(Items from a dataset)
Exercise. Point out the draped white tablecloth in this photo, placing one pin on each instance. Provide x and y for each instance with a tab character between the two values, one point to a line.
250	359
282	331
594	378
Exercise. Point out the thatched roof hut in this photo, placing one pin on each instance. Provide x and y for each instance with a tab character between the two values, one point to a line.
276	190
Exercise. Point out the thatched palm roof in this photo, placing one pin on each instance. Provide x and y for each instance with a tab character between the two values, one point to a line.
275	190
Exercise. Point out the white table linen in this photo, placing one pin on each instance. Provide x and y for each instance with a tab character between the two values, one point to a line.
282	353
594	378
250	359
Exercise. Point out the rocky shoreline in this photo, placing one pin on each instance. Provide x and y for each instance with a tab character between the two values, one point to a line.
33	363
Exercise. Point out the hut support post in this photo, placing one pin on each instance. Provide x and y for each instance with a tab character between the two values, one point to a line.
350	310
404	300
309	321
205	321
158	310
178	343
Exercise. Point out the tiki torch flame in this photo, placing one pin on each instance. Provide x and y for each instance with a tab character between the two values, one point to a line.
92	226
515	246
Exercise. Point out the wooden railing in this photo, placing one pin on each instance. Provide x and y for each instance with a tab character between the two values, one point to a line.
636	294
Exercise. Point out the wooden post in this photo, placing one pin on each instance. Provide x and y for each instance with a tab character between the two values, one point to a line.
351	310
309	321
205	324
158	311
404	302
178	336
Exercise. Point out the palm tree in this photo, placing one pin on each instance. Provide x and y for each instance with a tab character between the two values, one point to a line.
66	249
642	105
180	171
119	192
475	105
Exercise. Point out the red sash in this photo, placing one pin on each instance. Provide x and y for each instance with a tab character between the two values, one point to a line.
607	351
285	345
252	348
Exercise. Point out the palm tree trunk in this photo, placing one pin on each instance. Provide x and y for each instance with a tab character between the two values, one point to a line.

Exercise
Transcribe the full set of records precisely.

Exercise output
Exercise. Point out the draped white tablecloth in this photo, placing one pin on each instance. Provide x and y for each instance with a tab character between the two values, one point to a line.
250	359
282	331
594	378
Exercise. Point out the thatched roof hut in this photo, placing one pin on each instance. Provide x and y for each instance with a tab character between the two values, one point to a line.
276	190
Exercise. Point out the thatched palm roof in this photo, placing one pin on each instance. Provide x and y for each instance with a tab character between the two values, one point to a line.
275	190
Exercise. Point out the white table linen in this photo, placing one pin on each instance. Provide x and y for each instance with a tab character between the two values, one point to a line.
282	353
594	378
250	359
Exercise. Point out the rocky shoreline in this photo, placing one pin on each instance. Provide x and y for each instance with a tab character between the two values, one point to a line.
33	363
Exercise. Point out the hut support post in this photo, placing one pin on each instance. Provide x and y for each instance with a tab character between the two values, one point to a line.
350	310
404	300
309	321
205	321
158	310
178	343
Exercise. Point out the tiki torch flame in this photo, placing one pin on each instance. Provide x and y for each instance with a tab character between the two values, one point to a line.
92	226
515	246
Exercise. Point out the wooden railing in this photo, placing one pin on each instance. Provide x and y for each instance with a tab character between the two values, one point to a line.
636	294
Exercise. Point out the wooden post in this photo, placing one pin on each instance. Provide x and y for each instance with a tab character between the two values, one point to a line.
351	310
309	321
205	324
158	311
404	302
178	336
Exercise. Point out the palm tree in this photo, placing one pin on each instance. Provide x and y for each instance with a tab character between the two values, one point to a line.
66	249
642	105
180	171
119	192
475	105
Exercise. Point out the red sash in this photo, placing one pin on each instance. Provide x and y for each instance with a tab character between the two values, one point to a line.
607	351
285	345
252	348
Exercise. Point out the palm tree trunk in this photo, placing one pin on each instance. Provide x and y for each instance with a tab character between the two values, one point to a line.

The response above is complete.